*Required task*: Can you retype all of the records below word for word, without changing anything?
# Start of Records to use
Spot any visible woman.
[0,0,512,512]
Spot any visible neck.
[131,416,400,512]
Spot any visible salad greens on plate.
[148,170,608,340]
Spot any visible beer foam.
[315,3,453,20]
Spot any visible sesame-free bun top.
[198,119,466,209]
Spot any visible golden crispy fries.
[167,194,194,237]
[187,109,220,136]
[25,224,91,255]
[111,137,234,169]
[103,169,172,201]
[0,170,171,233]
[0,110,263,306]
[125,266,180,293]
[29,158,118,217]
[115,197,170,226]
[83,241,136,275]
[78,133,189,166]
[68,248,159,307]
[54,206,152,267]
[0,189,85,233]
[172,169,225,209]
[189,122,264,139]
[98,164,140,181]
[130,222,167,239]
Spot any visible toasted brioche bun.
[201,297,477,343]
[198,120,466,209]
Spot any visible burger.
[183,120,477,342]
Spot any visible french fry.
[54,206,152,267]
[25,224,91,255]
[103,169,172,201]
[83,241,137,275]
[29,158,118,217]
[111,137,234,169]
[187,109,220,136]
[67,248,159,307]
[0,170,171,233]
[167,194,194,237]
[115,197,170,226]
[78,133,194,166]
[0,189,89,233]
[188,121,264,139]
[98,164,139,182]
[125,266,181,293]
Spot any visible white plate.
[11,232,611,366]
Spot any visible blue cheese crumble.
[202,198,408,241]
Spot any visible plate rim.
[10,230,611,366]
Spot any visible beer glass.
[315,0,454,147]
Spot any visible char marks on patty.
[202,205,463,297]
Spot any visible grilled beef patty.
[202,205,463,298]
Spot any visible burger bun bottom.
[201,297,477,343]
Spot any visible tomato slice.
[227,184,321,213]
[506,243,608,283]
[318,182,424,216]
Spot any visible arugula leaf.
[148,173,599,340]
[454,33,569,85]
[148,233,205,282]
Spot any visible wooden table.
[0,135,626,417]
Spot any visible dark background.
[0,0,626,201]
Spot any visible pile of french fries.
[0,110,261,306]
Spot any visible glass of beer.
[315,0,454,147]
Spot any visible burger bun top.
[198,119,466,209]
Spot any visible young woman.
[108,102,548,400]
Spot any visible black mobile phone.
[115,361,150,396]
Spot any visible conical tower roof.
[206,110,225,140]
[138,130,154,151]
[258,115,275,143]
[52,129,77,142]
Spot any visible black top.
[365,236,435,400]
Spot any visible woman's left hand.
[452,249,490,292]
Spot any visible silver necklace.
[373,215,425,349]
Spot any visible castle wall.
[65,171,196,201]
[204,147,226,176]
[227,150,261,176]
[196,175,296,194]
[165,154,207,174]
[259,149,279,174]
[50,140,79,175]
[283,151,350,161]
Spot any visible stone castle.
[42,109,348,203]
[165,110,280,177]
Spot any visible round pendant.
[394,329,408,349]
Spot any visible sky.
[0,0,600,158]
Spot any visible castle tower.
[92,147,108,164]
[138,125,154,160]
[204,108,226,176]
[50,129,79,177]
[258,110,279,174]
# End of Records to use
*Task response*:
Spot any visible woman.
[0,0,512,512]
Spot any visible neck.
[131,416,400,512]
Spot any visible salad greens on plate.
[148,170,608,340]
Spot any visible beer foam.
[315,3,453,20]
Spot any visible sesame-free bun top.
[198,119,466,209]
Spot any visible golden crispy fries.
[167,194,194,237]
[187,109,220,136]
[25,224,91,255]
[111,137,234,169]
[103,169,172,201]
[0,170,171,233]
[0,110,263,306]
[125,266,180,293]
[29,158,118,217]
[115,197,170,226]
[83,241,136,275]
[78,133,189,166]
[68,248,159,307]
[54,206,152,267]
[0,189,85,233]
[172,169,225,209]
[189,122,264,139]
[98,164,140,181]
[130,222,167,239]
Spot any visible toasted brioche bun.
[201,297,477,343]
[198,120,466,209]
Spot any visible burger.
[183,120,477,342]
Spot any visible french fry.
[54,206,152,267]
[25,224,91,255]
[103,169,172,201]
[83,241,137,275]
[29,158,118,217]
[111,137,234,169]
[187,109,220,136]
[67,248,159,307]
[0,170,171,233]
[167,194,194,237]
[115,197,170,226]
[78,133,194,166]
[0,189,89,233]
[188,121,264,139]
[98,164,139,182]
[125,266,181,293]
Spot any visible white plate.
[11,232,611,366]
Spot any visible blue cheese crumble.
[202,198,408,241]
Spot any visible plate rim.
[10,230,611,366]
Spot any visible beer glass.
[315,0,454,147]
Spot any visible char marks on patty.
[202,205,463,297]
Spot any visible grilled beef patty.
[202,205,463,298]
Spot any visible burger bun bottom.
[201,297,477,343]
Spot any visible tomato slice.
[227,184,321,213]
[506,243,608,283]
[318,182,424,216]
Spot any visible arugula leaf.
[148,173,599,340]
[454,33,569,85]
[148,233,205,282]
Spot any visible wooden table.
[0,135,626,417]
Spot any visible dark background.
[0,0,626,201]
Spot any visible pile of french fries.
[0,110,261,306]
Spot any visible glass of beer.
[315,0,454,147]
Spot any visible burger bun top.
[198,119,466,209]
Spot any visible young woman.
[108,102,548,400]
Spot any visible black mobile phone.
[115,361,150,396]
Spot any visible conical tower roof.
[206,110,225,140]
[138,130,154,151]
[258,115,275,143]
[52,129,77,142]
Spot any visible black top.
[365,236,435,400]
Spot any visible woman's left hand.
[452,249,490,292]
Spot any visible silver necklace.
[373,215,425,349]
Spot any visible castle wall.
[65,171,196,201]
[204,147,226,176]
[227,150,261,176]
[196,175,296,194]
[165,154,207,174]
[259,149,279,174]
[50,140,79,175]
[283,151,350,161]
Spot any visible stone castle.
[42,109,348,203]
[165,110,280,177]
Spot any visible round pendant.
[394,329,408,349]
Spot any visible sky.
[0,0,600,158]
Spot any visible castle tower.
[92,147,108,164]
[138,125,154,160]
[204,108,226,176]
[50,129,79,177]
[258,110,279,174]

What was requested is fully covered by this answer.